Перепишите полностью строки от строки с "Point out the man's face" до конца записей включительно, сдвинув на 7 каждую координату в ответах; прочие числа оставьте без изменений.

# Предоставленные записи
:::
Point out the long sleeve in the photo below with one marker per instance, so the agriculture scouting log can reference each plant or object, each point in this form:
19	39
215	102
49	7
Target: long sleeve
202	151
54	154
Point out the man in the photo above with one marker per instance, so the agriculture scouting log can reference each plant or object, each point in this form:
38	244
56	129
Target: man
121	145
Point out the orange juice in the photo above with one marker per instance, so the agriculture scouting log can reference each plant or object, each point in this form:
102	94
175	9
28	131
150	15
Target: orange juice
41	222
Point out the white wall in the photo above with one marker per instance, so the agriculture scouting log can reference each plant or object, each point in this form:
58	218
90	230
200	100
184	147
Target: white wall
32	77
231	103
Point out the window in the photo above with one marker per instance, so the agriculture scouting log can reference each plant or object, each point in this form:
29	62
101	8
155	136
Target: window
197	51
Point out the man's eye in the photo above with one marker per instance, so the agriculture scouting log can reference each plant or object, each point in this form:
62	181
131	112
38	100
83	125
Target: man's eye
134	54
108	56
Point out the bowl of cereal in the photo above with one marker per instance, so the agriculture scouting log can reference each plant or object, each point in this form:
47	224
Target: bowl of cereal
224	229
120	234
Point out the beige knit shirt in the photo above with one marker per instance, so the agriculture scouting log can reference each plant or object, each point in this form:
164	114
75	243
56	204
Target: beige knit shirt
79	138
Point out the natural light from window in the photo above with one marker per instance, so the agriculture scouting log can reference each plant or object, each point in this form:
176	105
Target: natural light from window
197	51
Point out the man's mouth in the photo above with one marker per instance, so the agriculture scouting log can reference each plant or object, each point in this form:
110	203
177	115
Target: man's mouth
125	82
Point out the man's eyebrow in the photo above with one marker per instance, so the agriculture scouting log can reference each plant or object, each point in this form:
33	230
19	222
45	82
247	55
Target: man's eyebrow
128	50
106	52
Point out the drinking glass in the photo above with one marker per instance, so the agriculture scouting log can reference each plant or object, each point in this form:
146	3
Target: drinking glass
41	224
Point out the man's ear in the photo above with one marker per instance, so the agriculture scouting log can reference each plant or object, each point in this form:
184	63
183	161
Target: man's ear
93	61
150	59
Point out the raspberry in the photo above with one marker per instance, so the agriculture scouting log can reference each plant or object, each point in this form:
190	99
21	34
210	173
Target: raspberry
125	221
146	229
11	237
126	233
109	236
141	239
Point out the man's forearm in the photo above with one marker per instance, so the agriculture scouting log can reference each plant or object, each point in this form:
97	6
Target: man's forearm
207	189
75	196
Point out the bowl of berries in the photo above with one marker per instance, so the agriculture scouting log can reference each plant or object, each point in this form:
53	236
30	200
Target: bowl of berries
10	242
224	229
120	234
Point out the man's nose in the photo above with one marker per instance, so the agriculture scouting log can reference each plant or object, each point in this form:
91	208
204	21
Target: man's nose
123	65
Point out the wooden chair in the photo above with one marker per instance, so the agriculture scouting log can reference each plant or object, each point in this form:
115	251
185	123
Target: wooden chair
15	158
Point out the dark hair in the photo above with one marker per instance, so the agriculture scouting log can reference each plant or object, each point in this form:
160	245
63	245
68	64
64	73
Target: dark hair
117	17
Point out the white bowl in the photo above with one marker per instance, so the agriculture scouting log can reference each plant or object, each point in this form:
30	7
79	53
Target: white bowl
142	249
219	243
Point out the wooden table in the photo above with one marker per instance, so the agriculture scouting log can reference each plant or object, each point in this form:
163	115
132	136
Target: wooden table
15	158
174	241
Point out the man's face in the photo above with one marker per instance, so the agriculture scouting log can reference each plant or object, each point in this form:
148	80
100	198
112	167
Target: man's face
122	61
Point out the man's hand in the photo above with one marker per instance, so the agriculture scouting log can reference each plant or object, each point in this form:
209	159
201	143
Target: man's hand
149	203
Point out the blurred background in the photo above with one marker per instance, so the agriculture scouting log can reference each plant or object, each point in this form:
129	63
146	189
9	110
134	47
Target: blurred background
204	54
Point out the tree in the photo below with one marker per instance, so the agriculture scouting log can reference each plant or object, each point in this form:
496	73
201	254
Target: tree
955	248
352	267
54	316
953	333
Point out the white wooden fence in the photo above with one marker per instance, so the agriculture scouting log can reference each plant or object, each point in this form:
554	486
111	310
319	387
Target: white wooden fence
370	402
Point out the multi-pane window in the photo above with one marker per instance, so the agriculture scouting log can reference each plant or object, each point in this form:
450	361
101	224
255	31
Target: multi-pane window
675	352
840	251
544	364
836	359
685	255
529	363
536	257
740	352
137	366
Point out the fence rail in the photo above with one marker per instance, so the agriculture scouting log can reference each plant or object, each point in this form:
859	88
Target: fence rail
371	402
:::
# Письменный ответ
Point out the man's face in the photo above with one marker per instance, so the agriculture scouting log can reference each plant or object, each point in this form:
148	80
100	198
112	167
Target: man's face
129	68
Point out the man's hand in the photo above with one marker per instance, so the agriculture scouting log can reference each plant or object, each point in this form:
209	159
201	143
Target: man's hand
156	210
Point out the blurred background in the photo above with one marker per instance, so the agriculture scouting log can reference each plant or object, each point in this form:
129	63
146	189
9	110
134	47
Target: blurred background
211	61
Point out the tree in the photo below with one marker per instance, so the agriculture scouting log can reference each plant or object, each point in this form:
496	73
201	254
Target: tree
962	255
359	274
61	323
960	340
Point out the white wooden fence in the photo above with one marker per instance, so the agriculture scouting log can reference each plant or object, each point in this form:
554	486
111	310
319	387
Target: white wooden fence
377	409
Point out the multi-pane window in the photo above with one marker per instance, so the agriculture scouting log can reference each plant or object, each point in this form:
450	361
101	224
255	31
Target: multi-pane window
682	359
847	258
551	371
843	366
692	262
536	370
543	264
747	359
144	373
Point out the fence rail in the photo above with one marker per instance, so the agriculture scouting log can reference each plant or object, each point in this form:
859	88
Target: fence rail
378	409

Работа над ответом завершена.